REQUIRED WORK: Rewrite the records starting at the line that contains "Could you please indicate the man's ear" and ending at the end of the records, changing "marker" to "pin" and keeping everything else the same.

SUPPLIED MATERIAL:
--------------------------------
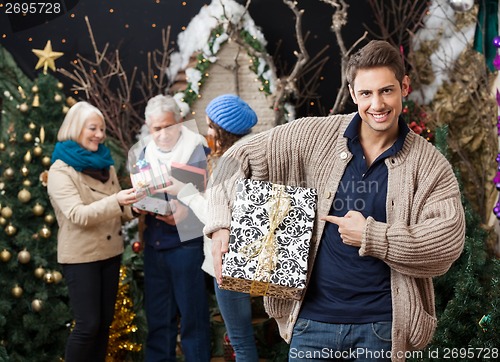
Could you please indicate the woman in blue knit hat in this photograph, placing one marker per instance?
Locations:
(229, 120)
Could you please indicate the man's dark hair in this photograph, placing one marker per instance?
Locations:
(377, 53)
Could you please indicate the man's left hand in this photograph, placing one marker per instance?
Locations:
(351, 227)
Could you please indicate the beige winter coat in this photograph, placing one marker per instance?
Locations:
(425, 229)
(88, 215)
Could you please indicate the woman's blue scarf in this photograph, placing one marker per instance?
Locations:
(79, 158)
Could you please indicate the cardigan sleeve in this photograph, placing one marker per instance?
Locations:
(279, 155)
(240, 161)
(427, 247)
(66, 195)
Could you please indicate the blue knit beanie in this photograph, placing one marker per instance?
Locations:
(232, 114)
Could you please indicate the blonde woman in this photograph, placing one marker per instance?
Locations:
(90, 207)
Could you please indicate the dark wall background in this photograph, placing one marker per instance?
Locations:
(134, 26)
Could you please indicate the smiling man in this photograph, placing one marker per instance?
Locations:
(389, 219)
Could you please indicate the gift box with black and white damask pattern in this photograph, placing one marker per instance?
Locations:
(271, 229)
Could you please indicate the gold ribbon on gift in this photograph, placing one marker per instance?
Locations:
(266, 248)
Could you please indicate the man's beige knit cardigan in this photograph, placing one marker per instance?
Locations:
(425, 229)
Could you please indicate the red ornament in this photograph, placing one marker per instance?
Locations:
(137, 246)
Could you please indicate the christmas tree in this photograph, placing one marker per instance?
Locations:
(35, 318)
(34, 313)
(467, 296)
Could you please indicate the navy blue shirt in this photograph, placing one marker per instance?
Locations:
(345, 287)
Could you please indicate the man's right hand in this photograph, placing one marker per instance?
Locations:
(220, 246)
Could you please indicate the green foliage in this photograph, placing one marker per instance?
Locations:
(28, 137)
(468, 291)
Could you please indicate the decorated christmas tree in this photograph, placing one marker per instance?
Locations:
(35, 318)
(467, 296)
(34, 313)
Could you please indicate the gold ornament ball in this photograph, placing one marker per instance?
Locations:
(28, 137)
(39, 272)
(36, 305)
(38, 209)
(10, 230)
(37, 151)
(9, 173)
(24, 256)
(5, 255)
(23, 108)
(49, 219)
(57, 276)
(45, 232)
(48, 278)
(17, 291)
(46, 161)
(24, 196)
(6, 212)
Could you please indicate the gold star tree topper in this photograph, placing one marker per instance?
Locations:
(46, 57)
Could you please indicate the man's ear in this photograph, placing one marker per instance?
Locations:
--------------------------------
EXERCISE RESPONSE:
Could you please indicate the man's ear in this photograph, placing one pin per instance?
Locations:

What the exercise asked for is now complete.